▶

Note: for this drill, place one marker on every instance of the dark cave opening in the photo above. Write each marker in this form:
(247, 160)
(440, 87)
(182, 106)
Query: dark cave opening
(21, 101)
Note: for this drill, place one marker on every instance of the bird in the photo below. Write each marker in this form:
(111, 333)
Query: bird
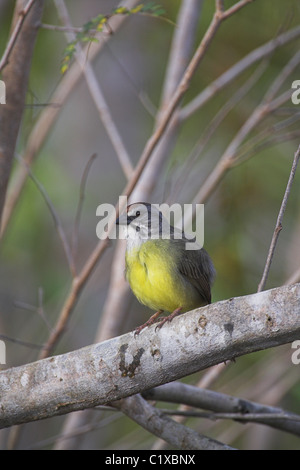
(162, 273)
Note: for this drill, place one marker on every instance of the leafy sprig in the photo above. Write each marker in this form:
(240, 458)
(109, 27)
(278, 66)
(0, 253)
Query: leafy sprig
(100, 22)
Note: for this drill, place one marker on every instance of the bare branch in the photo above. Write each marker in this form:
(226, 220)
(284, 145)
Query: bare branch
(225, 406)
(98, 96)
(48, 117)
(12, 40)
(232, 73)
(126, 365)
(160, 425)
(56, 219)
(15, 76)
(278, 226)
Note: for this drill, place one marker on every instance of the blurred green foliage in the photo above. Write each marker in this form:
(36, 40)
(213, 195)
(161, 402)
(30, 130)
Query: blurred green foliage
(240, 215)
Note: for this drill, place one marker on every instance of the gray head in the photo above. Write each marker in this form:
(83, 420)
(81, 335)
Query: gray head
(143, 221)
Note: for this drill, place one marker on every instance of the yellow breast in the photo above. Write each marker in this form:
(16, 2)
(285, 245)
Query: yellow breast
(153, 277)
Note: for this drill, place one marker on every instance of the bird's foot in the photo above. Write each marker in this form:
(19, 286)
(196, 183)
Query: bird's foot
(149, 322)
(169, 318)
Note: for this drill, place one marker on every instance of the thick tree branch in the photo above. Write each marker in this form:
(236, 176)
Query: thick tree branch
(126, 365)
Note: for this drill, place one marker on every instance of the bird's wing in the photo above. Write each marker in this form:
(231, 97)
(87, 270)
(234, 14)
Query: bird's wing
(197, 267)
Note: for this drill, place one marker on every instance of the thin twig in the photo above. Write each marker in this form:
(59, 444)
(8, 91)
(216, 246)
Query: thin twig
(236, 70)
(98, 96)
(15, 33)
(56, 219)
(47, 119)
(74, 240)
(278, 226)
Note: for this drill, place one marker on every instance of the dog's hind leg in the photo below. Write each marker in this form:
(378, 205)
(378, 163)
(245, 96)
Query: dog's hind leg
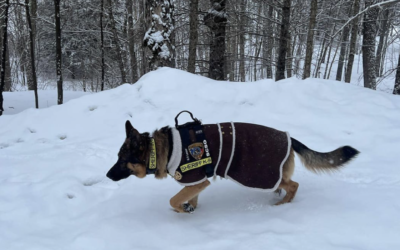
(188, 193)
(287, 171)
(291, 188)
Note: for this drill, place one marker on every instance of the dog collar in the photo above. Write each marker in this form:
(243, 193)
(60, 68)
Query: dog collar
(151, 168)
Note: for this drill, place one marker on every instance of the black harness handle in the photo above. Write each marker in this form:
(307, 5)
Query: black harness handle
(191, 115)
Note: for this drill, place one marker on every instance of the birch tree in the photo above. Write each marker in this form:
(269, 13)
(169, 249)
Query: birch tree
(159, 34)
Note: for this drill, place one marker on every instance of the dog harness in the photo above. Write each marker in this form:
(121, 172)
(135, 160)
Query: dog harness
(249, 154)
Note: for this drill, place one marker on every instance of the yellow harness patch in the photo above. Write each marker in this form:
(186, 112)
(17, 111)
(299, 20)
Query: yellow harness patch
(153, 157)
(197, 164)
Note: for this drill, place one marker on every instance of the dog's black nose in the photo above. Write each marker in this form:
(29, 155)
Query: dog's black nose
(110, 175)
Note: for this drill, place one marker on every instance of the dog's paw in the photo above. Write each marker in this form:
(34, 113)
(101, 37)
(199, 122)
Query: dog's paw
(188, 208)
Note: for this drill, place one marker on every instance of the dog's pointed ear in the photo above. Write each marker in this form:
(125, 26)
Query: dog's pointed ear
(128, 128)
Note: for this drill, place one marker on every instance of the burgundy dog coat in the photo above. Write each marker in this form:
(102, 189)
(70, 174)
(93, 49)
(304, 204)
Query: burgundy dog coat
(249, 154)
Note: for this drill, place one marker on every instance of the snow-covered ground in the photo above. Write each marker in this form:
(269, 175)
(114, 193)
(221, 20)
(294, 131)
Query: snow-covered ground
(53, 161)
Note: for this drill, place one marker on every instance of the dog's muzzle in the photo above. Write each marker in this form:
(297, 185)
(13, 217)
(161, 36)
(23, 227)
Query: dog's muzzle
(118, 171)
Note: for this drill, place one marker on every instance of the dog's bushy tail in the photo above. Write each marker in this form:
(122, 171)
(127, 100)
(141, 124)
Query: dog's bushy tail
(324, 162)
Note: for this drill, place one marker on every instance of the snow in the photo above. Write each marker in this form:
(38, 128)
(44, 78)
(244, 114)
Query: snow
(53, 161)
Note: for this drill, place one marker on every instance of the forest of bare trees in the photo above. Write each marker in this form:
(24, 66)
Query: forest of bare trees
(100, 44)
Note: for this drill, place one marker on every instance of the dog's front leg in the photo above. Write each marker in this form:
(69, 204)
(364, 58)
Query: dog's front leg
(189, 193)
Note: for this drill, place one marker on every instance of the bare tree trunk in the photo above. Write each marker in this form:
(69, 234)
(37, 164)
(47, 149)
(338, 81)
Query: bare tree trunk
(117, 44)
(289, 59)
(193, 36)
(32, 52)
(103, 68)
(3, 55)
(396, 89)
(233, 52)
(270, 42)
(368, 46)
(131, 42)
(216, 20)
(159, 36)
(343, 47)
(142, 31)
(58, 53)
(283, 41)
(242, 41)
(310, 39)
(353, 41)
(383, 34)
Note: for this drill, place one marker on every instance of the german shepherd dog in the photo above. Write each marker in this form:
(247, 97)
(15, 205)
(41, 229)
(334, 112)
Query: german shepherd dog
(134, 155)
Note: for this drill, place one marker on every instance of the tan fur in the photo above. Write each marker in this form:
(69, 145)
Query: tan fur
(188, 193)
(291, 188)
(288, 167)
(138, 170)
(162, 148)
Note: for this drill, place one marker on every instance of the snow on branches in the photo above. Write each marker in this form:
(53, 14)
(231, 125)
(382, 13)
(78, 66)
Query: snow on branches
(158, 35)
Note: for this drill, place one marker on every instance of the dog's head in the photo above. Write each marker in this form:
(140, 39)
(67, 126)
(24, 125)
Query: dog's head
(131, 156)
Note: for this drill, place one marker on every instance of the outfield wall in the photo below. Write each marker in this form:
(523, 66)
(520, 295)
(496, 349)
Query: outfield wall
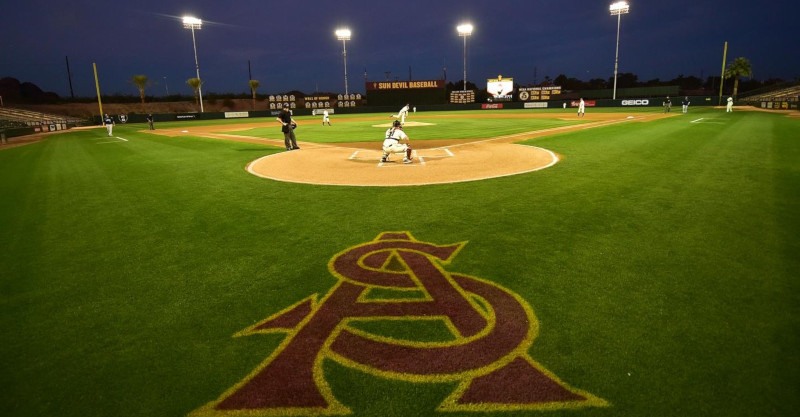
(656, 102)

◀

**Exercise details**
Reproduce each entry exactly as written, but leave out the images.

**Task output**
Note: for this drill, place one marker on every instance of the dark cave opening in the photo above. Write each marker in this form:
(247, 160)
(440, 87)
(182, 106)
Query: dark cave opening
(21, 101)
Note: for this drill, place one marker on every instance of the bird in the photo below. Write each marker in this form:
(111, 333)
Query: bird
(162, 273)
Note: for this drill, place one marker on every instance of the leafy sprig in the photo above. Write each marker in this form:
(240, 458)
(109, 27)
(278, 66)
(0, 253)
Query: leafy sprig
(100, 22)
Note: for this drill, place one marker on every instance of the bare branch in the photo above. Write each marker in this form:
(226, 220)
(284, 145)
Query: bare branch
(225, 406)
(98, 96)
(48, 117)
(12, 40)
(232, 73)
(126, 365)
(160, 425)
(56, 219)
(15, 76)
(278, 226)
Note: for this drill, place one marker on every instance of the blurred green foliage in the photo above. Write each marker in this form:
(36, 40)
(213, 195)
(161, 402)
(30, 130)
Query: blurred green foliage
(240, 215)
Note: for this drill, place one marker on every instance of the gray head in the photo above. Write each marker in this form:
(83, 420)
(81, 335)
Query: gray head
(143, 221)
Note: for this drill, place one marker on every instance of the yellow breast in the photo above. Write each marker in this form:
(16, 2)
(285, 245)
Query: yellow breast
(153, 277)
Note: for this drill, place one marker on every instance of the bird's foot in the photo above. Write each marker in this form:
(19, 286)
(196, 183)
Query: bird's foot
(149, 322)
(169, 318)
Note: for this drill, place one marker on every instance of the thick tree branch in the photo above. Write each marker in this form:
(236, 176)
Query: thick tree branch
(126, 365)
Note: for this drill, place one marker on every instance of the bird's wing in the photo above. Write each marker in this form:
(231, 97)
(87, 270)
(234, 14)
Query: bird's wing
(197, 267)
Note: for this drill, place one marker on every instance of the thin twig in the photo above. Write each marker in this form:
(59, 444)
(8, 91)
(216, 246)
Query: thin twig
(236, 70)
(98, 96)
(15, 33)
(56, 219)
(47, 119)
(74, 240)
(278, 226)
Note: for this drill, place one marker on every instance of the dog's hind leg in the photo below. Write each marker in this form:
(378, 205)
(378, 163)
(245, 96)
Query: dog's hind leg
(188, 193)
(287, 171)
(291, 188)
Note: for this drill, place one marker on every instance of the dog collar in the photo above. Write each marker in this form:
(243, 193)
(60, 68)
Query: dog collar
(151, 168)
Note: for this drill, place one marker on every instance of the black harness handle in the photo above. Write each marker in this form:
(307, 5)
Query: black harness handle
(191, 115)
Note: for this drill, place one marker on every instance of the birch tree in the photo above. Write each marker in this form:
(269, 13)
(169, 249)
Query: birch tree
(159, 34)
Note: for this drill, place one marker on every instance of the dog harness in the photo above. Write each marker in this form:
(121, 172)
(135, 160)
Query: dog harness
(249, 154)
Note: for this drill, place one marker on every instance of the yellow harness patch in the photo above. Write each marker in this form:
(186, 112)
(17, 111)
(299, 20)
Query: yellow harness patch
(153, 157)
(197, 164)
Note: for this drill, place one marker on every instance of the dog's black nose in the photo above. Write each marker in this form:
(29, 155)
Query: dog's black nose
(110, 175)
Note: for this drill, place one marker on every instance of the dog's paw in the photo above. Write each marker in this form:
(34, 113)
(101, 37)
(199, 122)
Query: dog's paw
(188, 208)
Note: for this drill, place one marker on every instance of the dog's pointed ear in the photo above. Write each marker in this form:
(125, 26)
Query: dog's pointed ear
(128, 128)
Note: for this drill, place one marker on every instance of the burgundy dog coat in the photo above. Write each marker in this form:
(102, 189)
(70, 174)
(93, 49)
(304, 204)
Query: burgundy dog coat
(249, 154)
Note: for this drill, place one marker on every instance of the snow-covered ground in the photo above. Write each marker in this form:
(269, 175)
(114, 193)
(221, 20)
(294, 131)
Query: snow-covered ground
(53, 161)
Note: for this drill, place one marker on every instance of the dog's muzzle in the photo above. Write each marker in this form:
(297, 185)
(13, 217)
(161, 36)
(23, 227)
Query: dog's muzzle
(118, 171)
Note: for this drill, place one marker on every instance of the dog's bushy tail in the photo above. Write each marker in this form:
(122, 171)
(127, 100)
(141, 124)
Query: dog's bushy tail
(324, 162)
Note: for this drill, place one marker on every instance of the snow in the photo above. Write each marker in this form:
(38, 128)
(44, 78)
(244, 114)
Query: snow
(53, 161)
Note: for this drill, place one marker on every instance of the forest of bare trees in the photo above. Write each marker in this form:
(24, 66)
Query: forest of bare trees
(100, 44)
Note: for this drill, place one marker on every instance of the dog's front leg in the photo above. Write each marker in this form:
(69, 204)
(364, 58)
Query: dog's front leg
(189, 193)
Note: for this drill, place one marker on every instance of the bare tree trunk in the photo above. Write each marker in this form:
(69, 234)
(37, 164)
(47, 149)
(338, 81)
Query: bare tree trunk
(117, 44)
(289, 59)
(193, 36)
(32, 52)
(103, 68)
(3, 55)
(396, 89)
(233, 52)
(270, 42)
(368, 46)
(131, 42)
(216, 20)
(159, 36)
(343, 47)
(142, 31)
(58, 53)
(283, 41)
(242, 41)
(310, 39)
(353, 41)
(383, 34)
Note: for this drill, place one marker on every instance of the german shepherd dog in the photo above. Write each marker in this form:
(247, 97)
(15, 205)
(41, 229)
(334, 112)
Query: german shepherd dog
(134, 155)
Note: for this drill, place one marker on every instance of the tan fur in the photo above. Write each marker in this form:
(69, 145)
Query: tan fur
(188, 193)
(291, 188)
(288, 167)
(138, 170)
(162, 148)
Note: for this drill, place one marker on every instance of the snow on branches in the photo above. Write each marker in this form:
(53, 14)
(231, 125)
(382, 13)
(78, 66)
Query: snow on branches
(158, 35)
Note: for this drill, place one marker on every instance of the dog's head in the photo above. Write each marker in this form:
(140, 39)
(67, 126)
(24, 125)
Query: dog's head
(131, 156)
Note: for this drill, place one marker on every instance of the outfield wall in the photo below. Write each marker in this form:
(523, 66)
(520, 295)
(496, 349)
Query: outfield wall
(656, 102)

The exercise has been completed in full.